▸ EXTRACT
# # # # # # #

Why is it important to protect our soil?

By Anne Marie Butler

Soil is essential for life. Soil is an ecosystem in which millions of living creatures live and interact. A mere tablespoon of good-quality soil can hold more creatures (bacteria, protozoa, fungi, nematodes, micro-arthropods) than there are people on planet earth.

With the importance of soil for plant and animal growth, water quality, climate, human health and ecosystem sustainability, one wonders why our soils are so often forgotten?

With Irish agriculture accounting for almost 70% of the national land cover, the interaction between human activity and soil/land use is of critical importance.

With over 65% of Ireland’s land area devoted to agriculture and 90% of this agricultural land under grassland, nourishing and protecting our valuable soils is essential.

Good Soil pH Improves And Enhances Soil Fertility

Recent years have reported a worrying and continued deterioration in Irish soil pH levels. Lime is one of the most important nutrients any farmer can spread to rectify soil pH. Maintaining good soil pH directly improves and enhances soil fertility.

Of the major nutrients, phosphorous (P) is the one most affected by a low soil pH as at a pH below 5.5, P becomes unavailable for use by grass.

Some simple guidelines for improved soil fertility:

  • Every farmer should soil test their land every three to five years to gain a full and true understanding of actual soil fertility levels. Soil testing a proportion of the farm each year will spread the cost. Standard testing includes soil pH, lime requirement, phosphorous (P) and potassium (K).

# # # # # # #

▸ WHAT YOU WILL DO
**1.** Which creatures does the soil article list in parentheses as living in a tablespoon of good-quality soil?
**2.** Retype the stretch of the soil article from "With the importance" through "enhances soil fertility.".
Rely on the soil article alone.

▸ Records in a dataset

# # # # # # #

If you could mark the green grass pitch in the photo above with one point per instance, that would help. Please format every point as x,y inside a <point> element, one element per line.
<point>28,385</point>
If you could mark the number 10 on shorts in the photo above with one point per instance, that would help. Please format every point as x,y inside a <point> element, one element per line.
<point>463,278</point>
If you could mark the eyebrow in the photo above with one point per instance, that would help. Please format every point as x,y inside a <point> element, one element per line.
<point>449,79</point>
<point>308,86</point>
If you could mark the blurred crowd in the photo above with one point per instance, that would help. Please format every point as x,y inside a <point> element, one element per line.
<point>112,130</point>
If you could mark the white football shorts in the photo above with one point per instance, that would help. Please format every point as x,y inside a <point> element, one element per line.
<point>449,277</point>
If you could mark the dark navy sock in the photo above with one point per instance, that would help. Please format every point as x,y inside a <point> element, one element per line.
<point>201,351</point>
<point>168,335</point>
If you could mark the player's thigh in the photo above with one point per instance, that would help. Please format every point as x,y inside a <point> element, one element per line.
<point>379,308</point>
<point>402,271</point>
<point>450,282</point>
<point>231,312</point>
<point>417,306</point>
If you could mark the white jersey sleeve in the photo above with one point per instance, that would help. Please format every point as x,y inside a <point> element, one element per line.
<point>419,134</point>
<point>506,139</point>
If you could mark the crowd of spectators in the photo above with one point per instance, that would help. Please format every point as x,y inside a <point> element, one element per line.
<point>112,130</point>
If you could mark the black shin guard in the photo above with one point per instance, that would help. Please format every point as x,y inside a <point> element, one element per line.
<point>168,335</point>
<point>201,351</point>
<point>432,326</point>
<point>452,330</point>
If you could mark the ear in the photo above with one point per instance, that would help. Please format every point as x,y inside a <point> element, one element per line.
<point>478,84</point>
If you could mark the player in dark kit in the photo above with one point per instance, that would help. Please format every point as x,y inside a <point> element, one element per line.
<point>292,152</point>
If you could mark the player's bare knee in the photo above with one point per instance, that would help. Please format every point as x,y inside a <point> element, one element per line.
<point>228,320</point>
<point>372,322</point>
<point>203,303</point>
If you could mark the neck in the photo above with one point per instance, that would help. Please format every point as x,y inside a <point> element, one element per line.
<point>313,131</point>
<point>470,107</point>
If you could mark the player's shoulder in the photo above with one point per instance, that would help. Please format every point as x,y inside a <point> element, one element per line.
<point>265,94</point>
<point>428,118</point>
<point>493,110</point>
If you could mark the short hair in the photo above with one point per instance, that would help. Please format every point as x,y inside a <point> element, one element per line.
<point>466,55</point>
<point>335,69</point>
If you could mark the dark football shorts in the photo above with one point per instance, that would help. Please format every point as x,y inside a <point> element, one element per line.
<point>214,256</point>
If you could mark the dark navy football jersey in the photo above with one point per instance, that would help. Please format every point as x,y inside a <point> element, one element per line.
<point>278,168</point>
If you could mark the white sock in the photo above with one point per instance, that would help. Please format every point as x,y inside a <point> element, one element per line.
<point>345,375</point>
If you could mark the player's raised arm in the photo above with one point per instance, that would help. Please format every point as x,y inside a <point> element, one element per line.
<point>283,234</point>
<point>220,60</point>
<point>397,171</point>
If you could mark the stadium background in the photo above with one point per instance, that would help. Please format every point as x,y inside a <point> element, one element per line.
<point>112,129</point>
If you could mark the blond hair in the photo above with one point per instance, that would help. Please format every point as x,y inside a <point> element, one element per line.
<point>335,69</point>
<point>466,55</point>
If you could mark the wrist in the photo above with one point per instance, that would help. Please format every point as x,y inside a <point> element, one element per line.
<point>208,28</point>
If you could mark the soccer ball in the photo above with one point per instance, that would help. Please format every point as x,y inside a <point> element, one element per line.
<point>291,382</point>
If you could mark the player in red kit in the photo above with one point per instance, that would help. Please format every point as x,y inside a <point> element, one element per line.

# # # # # # #

▸ COMPLETED EXERCISE
**1.** Bacteria, protozoa, fungi, nematodes, micro-arthropods

**2.**
With the importance of soil for plant and animal growth, water quality, climate, human health and ecosystem sustainability, one wonders why our soils are so often forgotten?

With Irish agriculture accounting for almost 70% of the national land cover, the interaction between human activity and soil/land use is of critical importance.

With over 65% of Ireland’s land area devoted to agriculture and 90% of this agricultural land under grassland, nourishing and protecting our valuable soils is essential.

Good Soil pH Improves And Enhances Soil Fertility

Recent years have reported a worrying and continued deterioration in Irish soil pH levels. Lime is one of the most important nutrients any farmer can spread to rectify soil pH. Maintaining good soil pH directly improves and enhances soil fertility.